If you’re a gamer who plays graphics-intensive titles, the iPhone 5s and its new A7 processor coupled with the M7 co-processor may be your ticket to a happier next two years. Coupled with a new 64-bit iOS operating system, the end result is a much improved experience with the iPhone 5s with apps opening faster, graphics being better, and games being smoother with better graphics detail.
The iPhone 5, of which the iPhone 5c is based upon, is no slouch either, but for impatient fingers and users who demand more performance out of their phones, the iPhone 5s will deliver, while at the same time offering improved battery life than the outgoing iPhone 5.
While Apple rivals are looking to offload motion tracking and sensing technologies to wearable devices, like smartwatches, Apple is saying the iPhone is still the best device to do this as you’ll likely always have your phone with you wherever you go. And with the new CoreMotion APIs and the M7 motion co-processor, Apple intends to allow developers to create health and fitness apps that will track your steps and movement. The potential for this isn’t fully realized yet, but your phone will be able to monitor how many steps you take, how fast you run, and in turn help you determine how many calories you should consume based on what you’re burning to lose weight, gain weight, or maintain your figure. Overall, it’s one less device to recharge overnight, and the iPhone already has your workout music so why should you have to wear a new fitness band or watch to get added functionality?
While some of this is already available on past iPhone models thanks to a partnership with Nike, on the iPhone 5s Apple is making this easier and improving battery life in the process. Not only is your iPhone a mobile computer, it will be a remote sensor hub that gathers and collects data about you.

### MATERIAL SUPPLIED
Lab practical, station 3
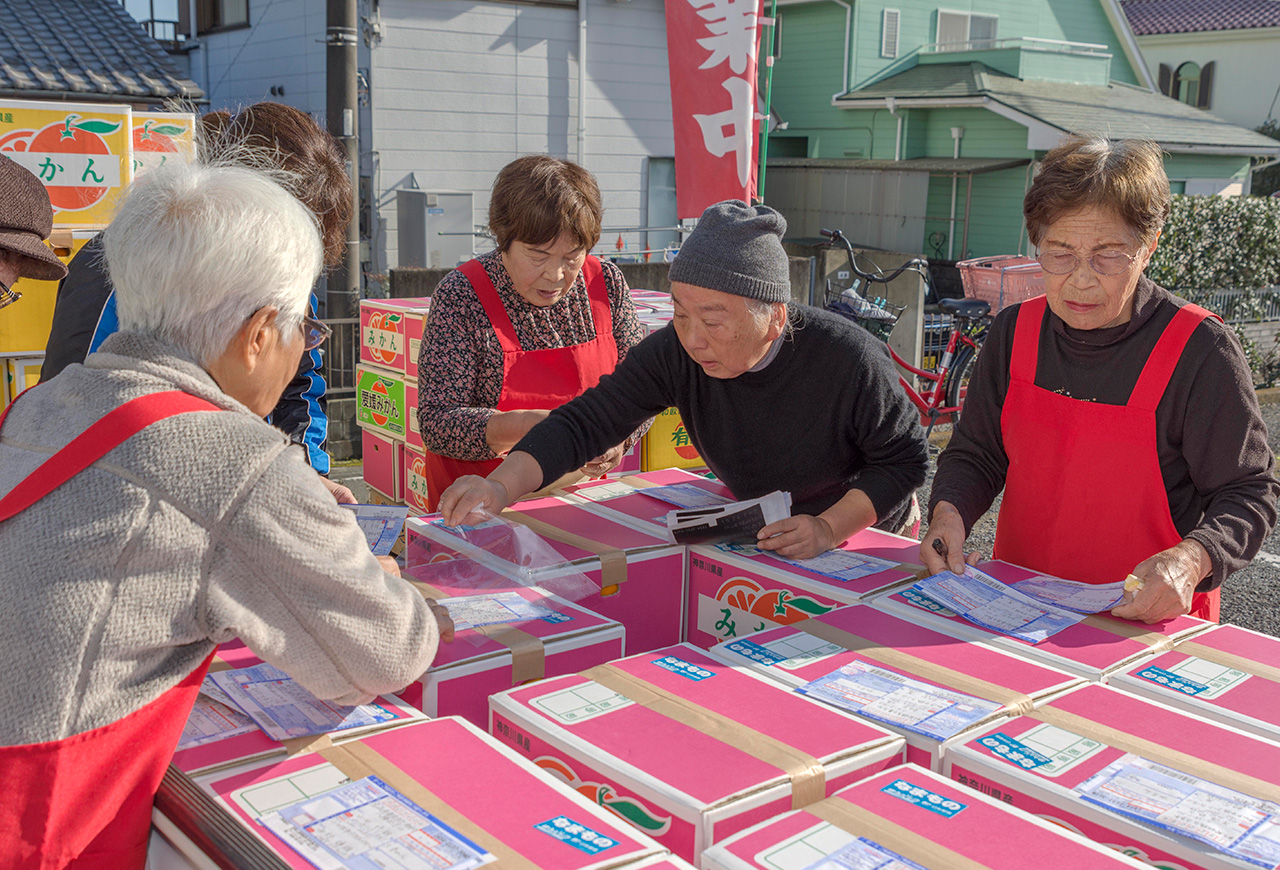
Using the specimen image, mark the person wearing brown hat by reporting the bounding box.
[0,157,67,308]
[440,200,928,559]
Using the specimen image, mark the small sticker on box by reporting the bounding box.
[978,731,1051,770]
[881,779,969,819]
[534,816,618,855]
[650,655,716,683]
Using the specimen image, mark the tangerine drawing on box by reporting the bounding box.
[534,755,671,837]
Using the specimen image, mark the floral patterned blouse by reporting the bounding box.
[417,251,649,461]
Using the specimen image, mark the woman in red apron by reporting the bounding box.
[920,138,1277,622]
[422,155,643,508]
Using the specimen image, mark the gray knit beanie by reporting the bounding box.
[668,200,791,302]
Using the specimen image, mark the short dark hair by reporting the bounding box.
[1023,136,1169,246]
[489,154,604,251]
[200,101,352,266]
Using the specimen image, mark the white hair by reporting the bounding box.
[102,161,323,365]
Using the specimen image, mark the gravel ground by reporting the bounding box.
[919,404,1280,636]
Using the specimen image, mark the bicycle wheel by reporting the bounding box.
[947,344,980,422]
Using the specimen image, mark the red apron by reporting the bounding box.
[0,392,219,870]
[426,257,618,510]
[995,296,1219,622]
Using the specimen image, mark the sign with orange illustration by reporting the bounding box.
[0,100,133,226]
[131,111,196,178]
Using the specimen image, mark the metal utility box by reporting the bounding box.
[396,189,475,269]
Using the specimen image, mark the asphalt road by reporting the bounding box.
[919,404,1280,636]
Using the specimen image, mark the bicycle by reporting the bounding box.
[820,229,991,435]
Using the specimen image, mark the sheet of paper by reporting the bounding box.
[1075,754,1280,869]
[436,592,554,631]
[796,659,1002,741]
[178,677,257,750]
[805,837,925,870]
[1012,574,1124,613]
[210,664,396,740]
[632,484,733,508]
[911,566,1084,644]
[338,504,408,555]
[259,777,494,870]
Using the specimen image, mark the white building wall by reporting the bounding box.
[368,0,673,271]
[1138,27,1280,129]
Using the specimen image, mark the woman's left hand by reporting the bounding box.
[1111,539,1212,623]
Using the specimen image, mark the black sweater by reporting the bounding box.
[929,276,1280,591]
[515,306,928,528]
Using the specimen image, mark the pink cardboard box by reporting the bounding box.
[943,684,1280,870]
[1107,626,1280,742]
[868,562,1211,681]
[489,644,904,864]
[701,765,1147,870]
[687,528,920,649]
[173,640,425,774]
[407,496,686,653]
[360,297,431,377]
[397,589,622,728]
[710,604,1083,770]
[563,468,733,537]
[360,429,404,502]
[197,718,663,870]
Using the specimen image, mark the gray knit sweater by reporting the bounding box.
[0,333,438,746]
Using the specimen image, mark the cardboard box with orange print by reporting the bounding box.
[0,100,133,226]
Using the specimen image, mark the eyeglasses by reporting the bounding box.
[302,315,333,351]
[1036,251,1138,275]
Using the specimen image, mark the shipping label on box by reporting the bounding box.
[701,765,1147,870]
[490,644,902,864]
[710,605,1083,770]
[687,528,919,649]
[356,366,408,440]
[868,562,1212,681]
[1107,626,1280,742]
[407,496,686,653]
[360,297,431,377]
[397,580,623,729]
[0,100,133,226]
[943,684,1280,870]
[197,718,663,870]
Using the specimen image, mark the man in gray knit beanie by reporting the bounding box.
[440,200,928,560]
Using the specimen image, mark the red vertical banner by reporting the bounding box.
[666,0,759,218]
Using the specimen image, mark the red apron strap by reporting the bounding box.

### EXERCISE TASKS
**a.** Translate this sentence from the iPhone 5s text into Spanish: "Not only is your iPhone a mobile computer, it will be a remote sensor hub that gathers and collects data about you."
**b.** Return the passage of the iPhone 5s text from "If you’re a" up to and including "outgoing iPhone 5.", copied without any changes.

### IN RESPONSE
**a.** Tu iPhone no solo es una computadora móvil, sino que también será un centro de sensores remoto que reúne y recopila datos sobre ti.

**b.**
If you’re a gamer who plays graphics-intensive titles, the iPhone 5s and its new A7 processor coupled with the M7 co-processor may be your ticket to a happier next two years. Coupled with a new 64-bit iOS operating system, the end result is a much improved experience with the iPhone 5s with apps opening faster, graphics being better, and games being smoother with better graphics detail.
The iPhone 5, of which the iPhone 5c is based upon, is no slouch either, but for impatient fingers and users who demand more performance out of their phones, the iPhone 5s will deliver, while at the same time offering improved battery life than the outgoing iPhone 5.